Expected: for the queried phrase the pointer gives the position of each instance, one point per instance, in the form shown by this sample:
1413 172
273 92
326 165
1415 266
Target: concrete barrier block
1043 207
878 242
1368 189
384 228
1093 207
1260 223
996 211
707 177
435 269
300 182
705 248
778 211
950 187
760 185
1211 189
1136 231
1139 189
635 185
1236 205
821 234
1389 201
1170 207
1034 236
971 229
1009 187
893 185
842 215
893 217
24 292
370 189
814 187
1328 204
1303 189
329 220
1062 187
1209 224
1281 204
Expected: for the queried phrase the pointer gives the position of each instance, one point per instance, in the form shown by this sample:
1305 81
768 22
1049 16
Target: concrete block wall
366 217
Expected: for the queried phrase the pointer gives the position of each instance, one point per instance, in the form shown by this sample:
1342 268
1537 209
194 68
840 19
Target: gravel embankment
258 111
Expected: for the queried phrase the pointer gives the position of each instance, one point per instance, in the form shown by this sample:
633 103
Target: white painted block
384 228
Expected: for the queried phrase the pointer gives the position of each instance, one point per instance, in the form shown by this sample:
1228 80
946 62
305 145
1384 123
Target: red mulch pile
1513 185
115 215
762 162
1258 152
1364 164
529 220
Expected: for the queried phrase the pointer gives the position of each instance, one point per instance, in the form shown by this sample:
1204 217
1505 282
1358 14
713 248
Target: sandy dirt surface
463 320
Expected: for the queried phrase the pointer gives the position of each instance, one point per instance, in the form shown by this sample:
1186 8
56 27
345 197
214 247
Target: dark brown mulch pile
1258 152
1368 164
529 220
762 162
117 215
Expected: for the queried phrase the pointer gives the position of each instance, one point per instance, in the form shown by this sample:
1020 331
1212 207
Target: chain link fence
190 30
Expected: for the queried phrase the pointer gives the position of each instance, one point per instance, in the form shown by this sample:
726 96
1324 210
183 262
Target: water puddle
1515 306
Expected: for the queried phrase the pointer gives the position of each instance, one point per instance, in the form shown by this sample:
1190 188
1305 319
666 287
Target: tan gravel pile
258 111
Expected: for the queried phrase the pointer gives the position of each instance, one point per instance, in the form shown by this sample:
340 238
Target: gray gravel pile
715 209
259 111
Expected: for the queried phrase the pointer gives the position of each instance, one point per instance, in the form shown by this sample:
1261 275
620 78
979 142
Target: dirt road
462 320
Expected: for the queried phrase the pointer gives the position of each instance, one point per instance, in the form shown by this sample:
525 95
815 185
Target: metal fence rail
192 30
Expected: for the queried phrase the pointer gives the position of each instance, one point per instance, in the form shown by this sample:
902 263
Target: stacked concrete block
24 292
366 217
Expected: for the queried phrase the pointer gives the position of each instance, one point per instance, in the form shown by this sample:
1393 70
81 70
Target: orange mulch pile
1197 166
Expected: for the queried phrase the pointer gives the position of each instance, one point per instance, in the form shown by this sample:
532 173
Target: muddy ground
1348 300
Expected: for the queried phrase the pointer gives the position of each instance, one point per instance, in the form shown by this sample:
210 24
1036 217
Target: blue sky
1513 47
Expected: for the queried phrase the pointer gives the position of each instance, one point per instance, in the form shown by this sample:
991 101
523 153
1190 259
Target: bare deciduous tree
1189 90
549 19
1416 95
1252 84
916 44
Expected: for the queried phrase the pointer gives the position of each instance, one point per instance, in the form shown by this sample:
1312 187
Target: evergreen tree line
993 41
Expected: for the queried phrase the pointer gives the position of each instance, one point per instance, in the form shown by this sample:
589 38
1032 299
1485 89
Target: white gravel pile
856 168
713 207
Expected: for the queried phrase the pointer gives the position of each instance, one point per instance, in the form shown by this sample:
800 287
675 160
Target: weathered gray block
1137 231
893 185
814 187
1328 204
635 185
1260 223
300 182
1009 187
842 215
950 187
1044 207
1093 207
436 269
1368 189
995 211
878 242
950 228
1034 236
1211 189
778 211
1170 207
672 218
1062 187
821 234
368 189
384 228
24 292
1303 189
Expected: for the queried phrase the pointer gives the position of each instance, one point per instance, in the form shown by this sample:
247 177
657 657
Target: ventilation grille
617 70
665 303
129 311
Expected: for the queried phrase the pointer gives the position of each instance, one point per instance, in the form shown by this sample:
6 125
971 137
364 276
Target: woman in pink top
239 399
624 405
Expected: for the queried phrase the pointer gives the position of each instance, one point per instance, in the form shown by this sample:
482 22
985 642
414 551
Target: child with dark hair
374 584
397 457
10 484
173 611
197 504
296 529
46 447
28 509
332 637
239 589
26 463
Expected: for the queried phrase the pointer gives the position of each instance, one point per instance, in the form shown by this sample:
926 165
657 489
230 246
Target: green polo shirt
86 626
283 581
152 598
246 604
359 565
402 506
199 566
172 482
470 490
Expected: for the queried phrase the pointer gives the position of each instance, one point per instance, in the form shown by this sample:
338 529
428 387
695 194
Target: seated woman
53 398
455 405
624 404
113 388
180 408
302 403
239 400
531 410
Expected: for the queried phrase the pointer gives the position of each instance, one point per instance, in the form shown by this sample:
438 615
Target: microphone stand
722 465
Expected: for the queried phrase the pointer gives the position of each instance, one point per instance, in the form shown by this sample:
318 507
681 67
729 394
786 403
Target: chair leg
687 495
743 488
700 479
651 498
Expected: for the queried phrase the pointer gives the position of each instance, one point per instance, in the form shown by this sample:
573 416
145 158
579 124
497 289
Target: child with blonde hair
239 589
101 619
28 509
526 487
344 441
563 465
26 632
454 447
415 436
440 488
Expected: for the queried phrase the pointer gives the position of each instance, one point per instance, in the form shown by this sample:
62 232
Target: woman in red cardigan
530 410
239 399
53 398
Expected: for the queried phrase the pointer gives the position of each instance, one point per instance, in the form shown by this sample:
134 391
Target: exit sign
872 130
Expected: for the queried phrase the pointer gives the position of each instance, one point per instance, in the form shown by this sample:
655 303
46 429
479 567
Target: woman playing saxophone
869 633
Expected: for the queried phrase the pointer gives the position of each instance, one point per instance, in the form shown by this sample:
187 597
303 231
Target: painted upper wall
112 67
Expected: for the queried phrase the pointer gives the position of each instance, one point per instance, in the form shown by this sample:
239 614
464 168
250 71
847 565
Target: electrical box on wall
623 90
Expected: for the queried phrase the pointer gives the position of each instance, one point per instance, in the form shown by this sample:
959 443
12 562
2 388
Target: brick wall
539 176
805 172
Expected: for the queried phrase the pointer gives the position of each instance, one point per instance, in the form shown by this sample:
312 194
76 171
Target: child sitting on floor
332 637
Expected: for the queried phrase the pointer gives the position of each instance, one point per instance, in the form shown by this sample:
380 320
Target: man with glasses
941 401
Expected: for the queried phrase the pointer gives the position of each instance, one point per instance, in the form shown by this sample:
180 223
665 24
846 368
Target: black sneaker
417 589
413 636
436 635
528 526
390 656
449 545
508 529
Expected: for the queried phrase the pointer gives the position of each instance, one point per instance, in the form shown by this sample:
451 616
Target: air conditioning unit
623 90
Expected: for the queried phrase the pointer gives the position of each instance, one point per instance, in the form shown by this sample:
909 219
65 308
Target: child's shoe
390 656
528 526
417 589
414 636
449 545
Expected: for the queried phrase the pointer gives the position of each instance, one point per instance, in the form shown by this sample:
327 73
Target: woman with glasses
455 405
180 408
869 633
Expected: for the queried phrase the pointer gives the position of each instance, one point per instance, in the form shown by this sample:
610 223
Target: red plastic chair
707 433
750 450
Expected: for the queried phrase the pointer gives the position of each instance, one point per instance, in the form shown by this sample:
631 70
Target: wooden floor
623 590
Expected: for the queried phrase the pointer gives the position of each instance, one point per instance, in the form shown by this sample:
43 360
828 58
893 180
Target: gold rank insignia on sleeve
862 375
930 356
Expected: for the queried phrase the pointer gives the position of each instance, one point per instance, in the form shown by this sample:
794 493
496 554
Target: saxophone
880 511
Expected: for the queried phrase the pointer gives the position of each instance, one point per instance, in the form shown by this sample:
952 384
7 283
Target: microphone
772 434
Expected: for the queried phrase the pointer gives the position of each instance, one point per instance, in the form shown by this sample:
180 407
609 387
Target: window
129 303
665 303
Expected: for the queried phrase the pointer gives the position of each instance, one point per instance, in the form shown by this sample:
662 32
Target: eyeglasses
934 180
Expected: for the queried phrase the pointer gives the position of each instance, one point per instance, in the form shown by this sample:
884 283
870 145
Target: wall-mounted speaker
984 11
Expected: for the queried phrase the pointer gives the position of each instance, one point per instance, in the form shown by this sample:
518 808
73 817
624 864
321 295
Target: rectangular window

Work required | Count the lines in the rows above that contain the string "saxophone", treating uppercase and lowercase as different, and reply with the number alone.

Final result | 2